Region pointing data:
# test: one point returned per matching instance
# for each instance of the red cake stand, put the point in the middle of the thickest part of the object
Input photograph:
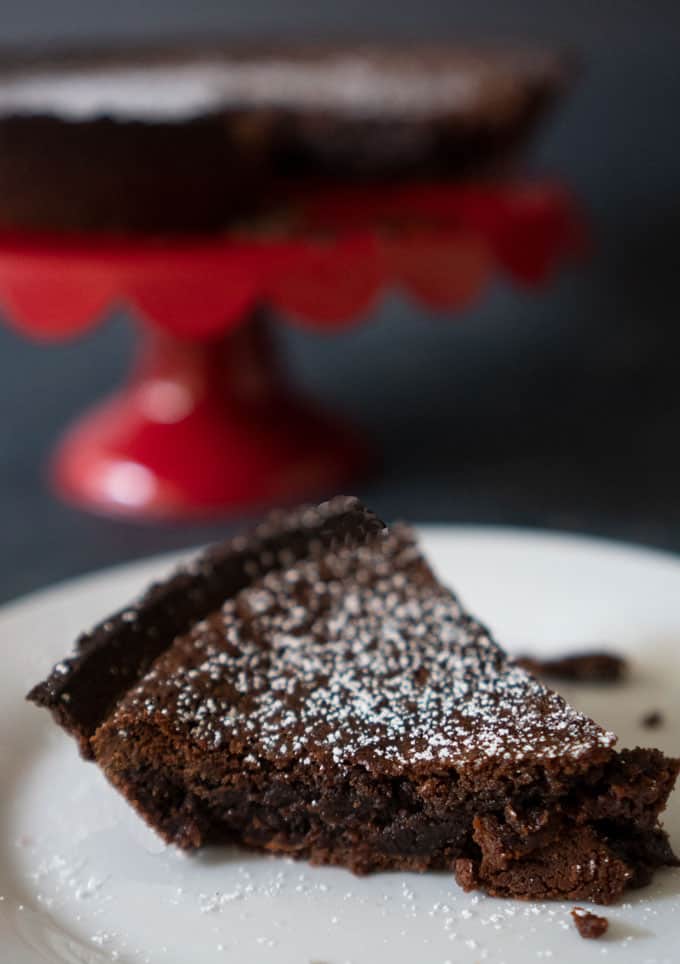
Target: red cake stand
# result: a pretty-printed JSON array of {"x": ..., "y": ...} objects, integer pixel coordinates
[{"x": 207, "y": 422}]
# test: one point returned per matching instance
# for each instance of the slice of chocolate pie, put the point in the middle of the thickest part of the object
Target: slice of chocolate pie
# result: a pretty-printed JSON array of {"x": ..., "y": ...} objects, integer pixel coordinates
[{"x": 314, "y": 690}]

*REQUIRED WORK*. Copy every line in the entries above that has the string "stand" in it.

*OUTPUT*.
# for each instance of the red cake stand, put the point in the middle of the thickest part of the object
Target: red cake stand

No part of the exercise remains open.